* _Action item_:
Only what runs from the line with "Target: red safety vest" to the final line of the records below should be given again, word for word.

* _Given records_:
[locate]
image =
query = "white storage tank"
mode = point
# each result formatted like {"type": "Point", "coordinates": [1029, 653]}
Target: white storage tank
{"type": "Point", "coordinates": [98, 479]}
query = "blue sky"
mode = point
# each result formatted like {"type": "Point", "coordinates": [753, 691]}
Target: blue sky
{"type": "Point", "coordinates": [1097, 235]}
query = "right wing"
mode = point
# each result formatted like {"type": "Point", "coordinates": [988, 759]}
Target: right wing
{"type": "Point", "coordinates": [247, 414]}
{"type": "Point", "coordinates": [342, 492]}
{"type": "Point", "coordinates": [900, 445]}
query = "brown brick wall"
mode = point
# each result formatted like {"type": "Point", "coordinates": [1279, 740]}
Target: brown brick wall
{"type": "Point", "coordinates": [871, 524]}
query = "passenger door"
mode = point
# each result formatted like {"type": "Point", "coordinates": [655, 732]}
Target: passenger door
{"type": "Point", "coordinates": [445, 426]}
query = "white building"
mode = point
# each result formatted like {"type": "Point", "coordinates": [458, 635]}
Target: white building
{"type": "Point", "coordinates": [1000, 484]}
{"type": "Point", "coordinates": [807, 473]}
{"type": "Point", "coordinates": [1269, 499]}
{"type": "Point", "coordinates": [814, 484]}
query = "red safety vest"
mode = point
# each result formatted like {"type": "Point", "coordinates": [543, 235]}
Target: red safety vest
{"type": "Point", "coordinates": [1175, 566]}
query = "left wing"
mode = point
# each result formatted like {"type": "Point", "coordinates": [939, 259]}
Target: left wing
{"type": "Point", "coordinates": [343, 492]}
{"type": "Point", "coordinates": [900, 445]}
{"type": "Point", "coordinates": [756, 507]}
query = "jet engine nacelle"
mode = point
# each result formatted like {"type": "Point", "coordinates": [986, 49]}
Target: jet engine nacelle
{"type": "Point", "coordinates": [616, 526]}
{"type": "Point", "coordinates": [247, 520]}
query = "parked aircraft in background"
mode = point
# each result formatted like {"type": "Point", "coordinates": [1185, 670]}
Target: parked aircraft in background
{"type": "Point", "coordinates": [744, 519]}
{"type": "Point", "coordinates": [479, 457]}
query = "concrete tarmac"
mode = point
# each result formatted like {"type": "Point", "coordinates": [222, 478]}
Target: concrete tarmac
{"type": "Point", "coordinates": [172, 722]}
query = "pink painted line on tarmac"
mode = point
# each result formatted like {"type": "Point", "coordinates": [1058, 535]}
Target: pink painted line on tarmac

* _Solution to the exercise_:
Target: red safety vest
{"type": "Point", "coordinates": [1175, 566]}
query = "left wing"
mode = point
# each result formatted like {"type": "Point", "coordinates": [939, 259]}
Target: left wing
{"type": "Point", "coordinates": [343, 492]}
{"type": "Point", "coordinates": [900, 445]}
{"type": "Point", "coordinates": [756, 507]}
query = "jet engine nacelle"
mode = point
# each result formatted like {"type": "Point", "coordinates": [986, 49]}
Target: jet engine nacelle
{"type": "Point", "coordinates": [616, 526]}
{"type": "Point", "coordinates": [247, 520]}
query = "parked aircraft in background"
mode = point
# each result formatted like {"type": "Point", "coordinates": [1185, 670]}
Target: parked aircraft in background
{"type": "Point", "coordinates": [744, 519]}
{"type": "Point", "coordinates": [479, 457]}
query = "concrete tarmac"
mode = point
# each result formatted like {"type": "Point", "coordinates": [222, 478]}
Target: concrete tarmac
{"type": "Point", "coordinates": [172, 722]}
query = "pink painted line on tarmac"
mode = point
# each result formatted like {"type": "Point", "coordinates": [1058, 535]}
Target: pink painted line on tarmac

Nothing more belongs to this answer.